Code of Massachusetts Regulations
106 CMR - DEPARTMENT OF TRANSITIONAL ASSISTANCE
Title 106 CMR 363.000 - Supplemental Nutrition Assistance Program: Financial Eligibility Standards
Section 363.220 - Countable Income

Universal Citation: 106 MA Code of Regs 106.363

Current through Register 1531, September 27, 2024

For SNAP purposes, countable income must be categorized as either earned or unearned.

(A) Earned Income.

(1) Wages. All wages and salaries paid to an employee are counted as earned income.

(2) Self-employment. The total gross income from a self-employment enterprise, including the total gain from the sale of any capital goods or equipment related to the business, excluding the cost of doing business, is counted as earned income. Payments from roomers and boarders are classified as earned self-employment income. Income from rental property shall be considered earned self-employment income only if a household member actively engages in the management of the property an average of at least 20 hours per week.

(B) Unearned Income. Unearned income is all income that is not earned through employment. This includes, but is not limited to, the following types of unearned income:

(1) Assistance Payments. Income from public assistance programs, such as Transitional Aid to Families with Dependent Children (TAFDC), Emergency Aid to the Elderly, Disabled and Children (EAEDC) or other assistance programs based on need;

(2) Pensions and Social Security. Annuities, pensions, retirement, veterans' or disability benefits, Workers' or Unemployment Compensation, Social Security (RSDI) and SSI benefits and strike benefits;

(3) Foster Care Payments. Foster care payments when the foster care child or adult is included in the foster care household's SNAP household;

(4) Support and Alimony. Support and alimony payments made directly to the household from nonhousehold members.

Support and alimony payments of up to $50 per month received as a TAFDC-Related Benefit by a household with a TAFDC client;

(5) Grants, Interest Payments, Dividends. Payments from government-sponsored programs such as the Agricultural Stabilization and Conservation Service Programs, dividends, interest, royalties, and all other direct money payments from any source whatever which can be construed to be a gain or benefit;

(6) Rental Income. Income from rental property shall be counted as unearned income unless a household member actively engages in the management of the property an average of at least 20 hours per week;

(7) Trust Funds. Money withdrawn from trust funds that are excluded from assets under the provisions of 106 CMR 363.140(F) shall be considered income in the month received unless otherwise excluded under 106 CMR 363.230. Dividends from excluded trust funds, which the household has the option of either receiving as income or reinvesting in the trust, are to be considered income in the month they become available to the household, whether collected by the household or reinvested in the trust, unless otherwise excluded under 106 CMR 363.230; and

(8) Deemed Sponsor Income for Sponsored Noncitizens. For households containing sponsored noncitizens, the income of the sponsor and the sponsor's spouse, if living with the sponsor, shall be deemed as unearned income to the household in accordance with 106 CMR 362.270: Deeming of Income and Assets for Sponsored Noncitizens.

ACTIONS TO TAKE:
A. Name every type of unearned income enumerated in the countable income regulation, using the heading given for each.
B. Render the listing below as a two-column CSV headed request and points, with one row per request, each value in its own quoted field and line breaks turned into spaces. Begin at the line in the listing that has "Identify the second" and go through the end of the listing.

Dataset entries
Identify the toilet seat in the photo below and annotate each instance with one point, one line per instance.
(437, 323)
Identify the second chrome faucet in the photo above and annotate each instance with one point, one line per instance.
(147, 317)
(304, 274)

ANSWERS GIVEN:
A.
Assistance Payments
Pensions and Social Security
Foster Care Payments
Support and Alimony
Grants, Interest Payments, Dividends
Rental Income
Trust Funds
Deemed Sponsor Income for Sponsored Noncitizens

B.
request,points
"Identify the second chrome faucet in the photo above and annotate each instance with one point, one line per instance.","(147, 317) (304, 274)"